__Instructions for the task__.
Each entry must be restated exactly as it appears.

__Saved entries__.

=-=-=-=-=

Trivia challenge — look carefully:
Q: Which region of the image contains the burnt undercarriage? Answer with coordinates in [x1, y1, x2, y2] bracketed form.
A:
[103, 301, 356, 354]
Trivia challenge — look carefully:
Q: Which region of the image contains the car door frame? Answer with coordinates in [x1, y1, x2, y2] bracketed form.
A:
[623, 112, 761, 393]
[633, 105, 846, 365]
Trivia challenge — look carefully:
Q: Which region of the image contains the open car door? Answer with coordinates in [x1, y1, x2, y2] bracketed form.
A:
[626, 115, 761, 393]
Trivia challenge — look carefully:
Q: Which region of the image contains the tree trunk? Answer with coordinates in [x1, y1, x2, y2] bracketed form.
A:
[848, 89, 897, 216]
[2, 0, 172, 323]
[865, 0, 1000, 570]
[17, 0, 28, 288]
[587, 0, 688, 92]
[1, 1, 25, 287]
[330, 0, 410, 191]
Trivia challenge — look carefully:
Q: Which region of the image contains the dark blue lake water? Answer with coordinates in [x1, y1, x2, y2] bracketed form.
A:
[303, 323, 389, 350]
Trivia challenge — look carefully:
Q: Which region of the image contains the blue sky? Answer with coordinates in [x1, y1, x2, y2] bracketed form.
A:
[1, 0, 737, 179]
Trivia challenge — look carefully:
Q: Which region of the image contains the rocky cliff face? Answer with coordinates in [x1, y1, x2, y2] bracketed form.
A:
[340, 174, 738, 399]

=-=-=-=-=

__Task answer__.
Trivia challenge — look carefully:
Q: Which region of the image contains the burnt undercarriage? Answer with coordinates in [x1, y1, x2, y2] bracketed form.
A:
[103, 301, 356, 354]
Trivia challenge — look carefully:
Q: Which region of the image contains the car door frame? Answer with coordinates in [x1, y1, x2, y2] bracketed form.
A:
[623, 112, 761, 393]
[633, 105, 846, 365]
Trivia challenge — look carefully:
Q: Which region of the image contains the open car door? Answer with coordinates in [x1, y1, x2, y2] bracketed form.
A:
[626, 115, 761, 393]
Trivia challenge — look carefully:
Q: Which region of the image contains the tree trunk? Answer with coordinates in [x1, y1, x2, y2] bracketed form.
A:
[848, 89, 897, 216]
[2, 0, 172, 323]
[865, 0, 1000, 570]
[17, 0, 28, 288]
[587, 0, 688, 92]
[1, 1, 25, 287]
[330, 0, 410, 191]
Trivia challenge — look carefully:
Q: Which region of the image contains the dark blue lake water? Answer with coordinates in [x1, y1, x2, y2] bracketed form.
A:
[303, 323, 389, 350]
Trivia challenge — look carefully:
Q: Which region of the image contains the blue sky? Answer with coordinates in [x1, y1, x2, y2] bracketed form.
A:
[1, 0, 737, 179]
Trivia challenge — look carefully:
Q: Which region of the image contains the rocky cliff face? Answer with coordinates in [x1, y1, x2, y2] bracketed form.
A:
[340, 174, 738, 399]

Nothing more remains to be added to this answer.